ThreeJS系列1_CinematicCameraJS插件详解
接着上篇 ThreeJS系列1_CinematicCameraJS插件介绍
1. 属性的来龙去脉
type
// 描述信息
this.type = 'CinematicCamera';
shaderSettings
- 初始化代码
this.shaderSettings = {
rings: 3,
samples: 4
};
- 使用地点
this.postprocessing.materialBokeh = new ShaderMaterial( {
//...忽略代码
defines: {
RINGS: this.shaderSettings.rings,
SAMPLES: this.shaderSettings.samples,
DEPTH_PACKING: 1
}
} );
- 小结
shaderSettings 最终作为 postprocessing.materialBokeh 的值使用
shaderSettings --> postprocessing.materialBokeh
materialDepth
- 初始化代码
// ShaderMaterial 使用自定义shader渲染的材质。 shader是一个用GLSL编写的小程序 ,在GPU上运行。
this.materialDepth = new ShaderMaterial( {
uniforms: depthShader.uniforms,
vertexShader: depthShader.vertexShader,
fragmentShader: depthShader.fragmentShader
} );
this.materialDepth.uniforms[ 'mNear' ].value = near;
this.materialDepth.uniforms[ 'mFar' ].value = far;
- 使用地点
// scene.overrideMaterial:
// 如果不为空,它将强制场景中的每个物体使用这里的材质来渲染。默认值为null。
scene.overrideMaterial = this.materialDepth;
- 小结
当做 scene.overrideMaterial
postprocessing
- 初始化代码
this.postprocessing = { enabled: true };
- 使用地点
// 主要在这个方法中进行更多的初始化
this.initPostProcessing();
...
// 在这个方法中进行聚焦操作
CinematicCamera.prototype.focusAt = function ( focusDistance ) {
...

### 给定要求 1:
请原样复述记录中从包含“Provide one point per instance of the grasshopper head”的那一行到包含“x=108 y=116”的那一行，首尾两行都要包括在内。
节选段落与后面的记录出自不同来源，两者没有关联。

### 记录数据:
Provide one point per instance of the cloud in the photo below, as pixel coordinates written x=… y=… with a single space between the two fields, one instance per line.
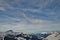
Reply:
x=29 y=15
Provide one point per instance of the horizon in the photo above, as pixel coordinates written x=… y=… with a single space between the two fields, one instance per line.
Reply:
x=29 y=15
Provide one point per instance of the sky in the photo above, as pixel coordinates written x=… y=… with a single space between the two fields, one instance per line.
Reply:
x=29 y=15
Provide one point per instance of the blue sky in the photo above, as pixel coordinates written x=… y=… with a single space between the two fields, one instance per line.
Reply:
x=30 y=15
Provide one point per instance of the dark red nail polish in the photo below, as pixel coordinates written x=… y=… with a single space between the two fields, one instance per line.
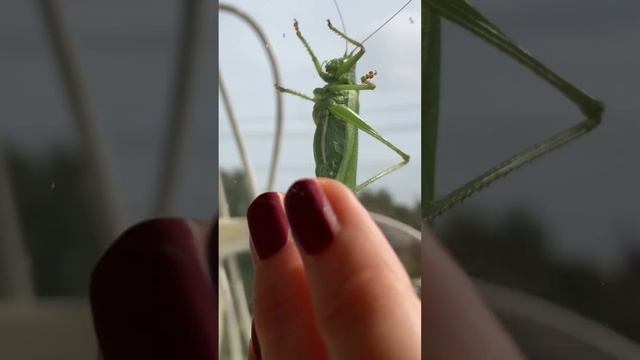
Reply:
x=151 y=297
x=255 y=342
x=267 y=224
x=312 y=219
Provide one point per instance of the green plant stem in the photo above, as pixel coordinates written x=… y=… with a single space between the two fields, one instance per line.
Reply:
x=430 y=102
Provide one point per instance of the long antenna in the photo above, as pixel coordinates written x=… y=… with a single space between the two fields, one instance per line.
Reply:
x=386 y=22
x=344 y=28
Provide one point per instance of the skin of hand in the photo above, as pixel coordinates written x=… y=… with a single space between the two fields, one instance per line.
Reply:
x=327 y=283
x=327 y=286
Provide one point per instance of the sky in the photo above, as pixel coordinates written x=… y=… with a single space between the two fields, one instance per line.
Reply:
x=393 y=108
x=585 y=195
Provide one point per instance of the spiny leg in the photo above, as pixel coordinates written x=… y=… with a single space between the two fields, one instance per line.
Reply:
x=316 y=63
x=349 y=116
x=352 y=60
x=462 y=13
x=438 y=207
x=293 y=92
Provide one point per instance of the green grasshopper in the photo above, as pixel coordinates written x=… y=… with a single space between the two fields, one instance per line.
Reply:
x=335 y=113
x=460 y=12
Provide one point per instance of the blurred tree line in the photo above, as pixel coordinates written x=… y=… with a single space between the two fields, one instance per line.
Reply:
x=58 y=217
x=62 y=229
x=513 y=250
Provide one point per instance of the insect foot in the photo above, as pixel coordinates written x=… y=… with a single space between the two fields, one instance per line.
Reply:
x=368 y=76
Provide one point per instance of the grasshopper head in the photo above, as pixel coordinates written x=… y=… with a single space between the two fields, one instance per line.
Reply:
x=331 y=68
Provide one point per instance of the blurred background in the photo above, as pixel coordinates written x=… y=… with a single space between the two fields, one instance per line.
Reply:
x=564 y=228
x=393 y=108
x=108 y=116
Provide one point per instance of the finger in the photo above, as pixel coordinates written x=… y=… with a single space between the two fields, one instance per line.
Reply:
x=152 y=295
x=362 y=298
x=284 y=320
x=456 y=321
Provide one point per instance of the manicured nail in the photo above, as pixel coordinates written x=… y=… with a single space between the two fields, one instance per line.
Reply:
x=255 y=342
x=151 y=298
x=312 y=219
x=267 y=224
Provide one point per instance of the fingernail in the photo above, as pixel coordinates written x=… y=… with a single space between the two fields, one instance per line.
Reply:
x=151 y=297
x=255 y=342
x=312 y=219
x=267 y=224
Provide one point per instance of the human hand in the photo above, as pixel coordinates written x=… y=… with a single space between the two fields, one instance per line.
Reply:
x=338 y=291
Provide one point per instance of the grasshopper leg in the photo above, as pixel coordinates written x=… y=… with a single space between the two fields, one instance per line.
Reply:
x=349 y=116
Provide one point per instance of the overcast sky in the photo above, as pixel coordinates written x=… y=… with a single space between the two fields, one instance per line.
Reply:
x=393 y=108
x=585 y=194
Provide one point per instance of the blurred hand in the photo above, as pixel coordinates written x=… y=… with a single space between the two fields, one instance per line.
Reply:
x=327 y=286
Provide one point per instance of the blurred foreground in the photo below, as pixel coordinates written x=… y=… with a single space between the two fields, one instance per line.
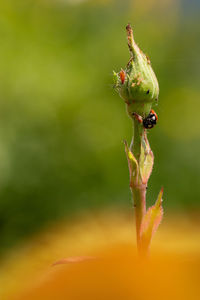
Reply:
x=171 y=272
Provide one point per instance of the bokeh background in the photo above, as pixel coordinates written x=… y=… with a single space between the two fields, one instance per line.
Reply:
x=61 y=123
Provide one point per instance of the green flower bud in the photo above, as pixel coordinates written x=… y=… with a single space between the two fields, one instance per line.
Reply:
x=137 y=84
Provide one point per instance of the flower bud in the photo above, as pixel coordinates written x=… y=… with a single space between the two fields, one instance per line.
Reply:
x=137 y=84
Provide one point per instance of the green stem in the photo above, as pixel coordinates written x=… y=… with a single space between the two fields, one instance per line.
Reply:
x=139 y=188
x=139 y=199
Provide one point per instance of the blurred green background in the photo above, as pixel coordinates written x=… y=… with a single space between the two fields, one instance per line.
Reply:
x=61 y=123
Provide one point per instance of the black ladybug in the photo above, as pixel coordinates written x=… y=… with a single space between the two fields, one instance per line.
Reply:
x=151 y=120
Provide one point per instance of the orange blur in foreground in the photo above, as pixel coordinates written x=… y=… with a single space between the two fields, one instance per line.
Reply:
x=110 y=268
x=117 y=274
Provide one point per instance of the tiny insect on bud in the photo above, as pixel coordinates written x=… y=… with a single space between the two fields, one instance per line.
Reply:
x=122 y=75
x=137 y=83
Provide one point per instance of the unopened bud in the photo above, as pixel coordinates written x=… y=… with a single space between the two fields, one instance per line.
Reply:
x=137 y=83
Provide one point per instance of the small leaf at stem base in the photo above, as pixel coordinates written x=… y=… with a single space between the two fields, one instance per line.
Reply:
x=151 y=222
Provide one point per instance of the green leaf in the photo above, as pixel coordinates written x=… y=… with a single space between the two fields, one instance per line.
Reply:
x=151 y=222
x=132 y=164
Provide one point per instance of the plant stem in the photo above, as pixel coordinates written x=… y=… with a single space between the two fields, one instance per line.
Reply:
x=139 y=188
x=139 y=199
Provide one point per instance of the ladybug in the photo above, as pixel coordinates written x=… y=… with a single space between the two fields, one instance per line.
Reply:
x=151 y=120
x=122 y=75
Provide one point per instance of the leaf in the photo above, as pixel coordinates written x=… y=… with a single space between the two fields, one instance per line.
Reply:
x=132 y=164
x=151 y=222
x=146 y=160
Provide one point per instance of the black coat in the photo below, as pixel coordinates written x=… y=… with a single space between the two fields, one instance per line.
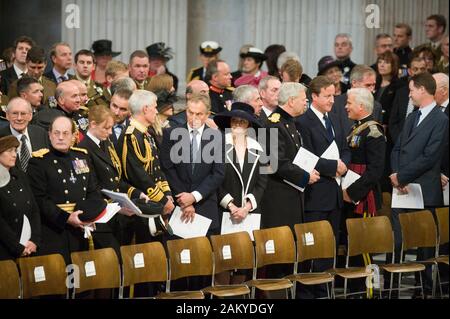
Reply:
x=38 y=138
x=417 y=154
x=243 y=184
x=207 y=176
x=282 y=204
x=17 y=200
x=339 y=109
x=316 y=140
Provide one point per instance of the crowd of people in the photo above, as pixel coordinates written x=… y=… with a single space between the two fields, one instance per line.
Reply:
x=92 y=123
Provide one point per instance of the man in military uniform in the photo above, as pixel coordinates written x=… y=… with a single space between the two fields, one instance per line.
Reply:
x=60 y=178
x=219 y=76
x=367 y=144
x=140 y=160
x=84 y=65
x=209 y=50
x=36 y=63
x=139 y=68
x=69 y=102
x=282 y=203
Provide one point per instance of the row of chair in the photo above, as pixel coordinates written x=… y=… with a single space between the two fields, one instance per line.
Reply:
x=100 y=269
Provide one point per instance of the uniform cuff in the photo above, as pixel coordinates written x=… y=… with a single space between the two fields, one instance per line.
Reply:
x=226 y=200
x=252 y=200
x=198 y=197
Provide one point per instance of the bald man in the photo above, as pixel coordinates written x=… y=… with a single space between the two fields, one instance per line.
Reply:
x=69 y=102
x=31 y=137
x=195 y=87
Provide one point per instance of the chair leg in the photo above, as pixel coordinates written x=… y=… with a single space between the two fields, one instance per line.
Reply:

### 给定要求 2:
根据节选段落，把 scene.overrideMaterial 设为 this.materialDepth 会使场景的渲染发生什么变化？请用一到三句话说明。

### 最终结果 1:
Provide one point per instance of the grasshopper head in the photo above, as pixel coordinates written x=… y=… with a single space between the two fields, one instance per line.
Reply:
x=331 y=68
Provide one point per instance of the blurred background in the photo above, as pixel coordinates written x=… y=… with a single space between the two fields, one instance per line.
Reply:
x=564 y=228
x=393 y=108
x=108 y=116

### 最终结果 2:
按节选段落中的注释，scene.overrideMaterial 不为空时，会强制场景中的每个物体都用它所指定的材质来渲染。因此，把它设为 this.materialDepth 之后，场景中的所有物体都会改用 materialDepth 这个材质渲染。